● Your task
In the listing below, start your output at the line with "Target: white toyota camry sedan" and end it after the line with "Target: side mirror", copying every line exactly.

- - - - -

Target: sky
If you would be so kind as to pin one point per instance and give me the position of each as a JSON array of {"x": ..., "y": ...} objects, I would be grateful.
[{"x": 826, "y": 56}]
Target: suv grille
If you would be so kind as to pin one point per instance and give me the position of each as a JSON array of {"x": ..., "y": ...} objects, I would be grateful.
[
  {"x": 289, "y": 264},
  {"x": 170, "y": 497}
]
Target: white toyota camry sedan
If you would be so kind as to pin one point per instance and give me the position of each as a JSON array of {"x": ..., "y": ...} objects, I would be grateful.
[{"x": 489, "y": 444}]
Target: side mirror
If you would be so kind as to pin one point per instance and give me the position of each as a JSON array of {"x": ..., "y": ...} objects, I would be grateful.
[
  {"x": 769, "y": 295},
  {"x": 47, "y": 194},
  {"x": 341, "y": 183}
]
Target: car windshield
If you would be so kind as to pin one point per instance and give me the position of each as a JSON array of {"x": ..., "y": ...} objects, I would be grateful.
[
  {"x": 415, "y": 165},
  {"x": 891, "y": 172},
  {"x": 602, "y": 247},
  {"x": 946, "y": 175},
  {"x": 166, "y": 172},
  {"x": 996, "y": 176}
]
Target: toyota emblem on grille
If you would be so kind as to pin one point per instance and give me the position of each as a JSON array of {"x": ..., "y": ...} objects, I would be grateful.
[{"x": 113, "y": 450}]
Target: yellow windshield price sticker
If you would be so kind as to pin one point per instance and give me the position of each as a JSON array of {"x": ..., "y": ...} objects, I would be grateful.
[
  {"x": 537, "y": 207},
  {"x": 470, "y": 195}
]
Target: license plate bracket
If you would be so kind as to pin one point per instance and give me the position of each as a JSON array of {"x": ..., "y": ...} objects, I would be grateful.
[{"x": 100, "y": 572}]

- - - - -

● Problem solution
Target: white toyota camry sedan
If you would be so kind as to pin one point per instance and give me the position of each as a JSON array of {"x": ..., "y": ...} objects, I would be grateful.
[{"x": 489, "y": 444}]
Target: side mirror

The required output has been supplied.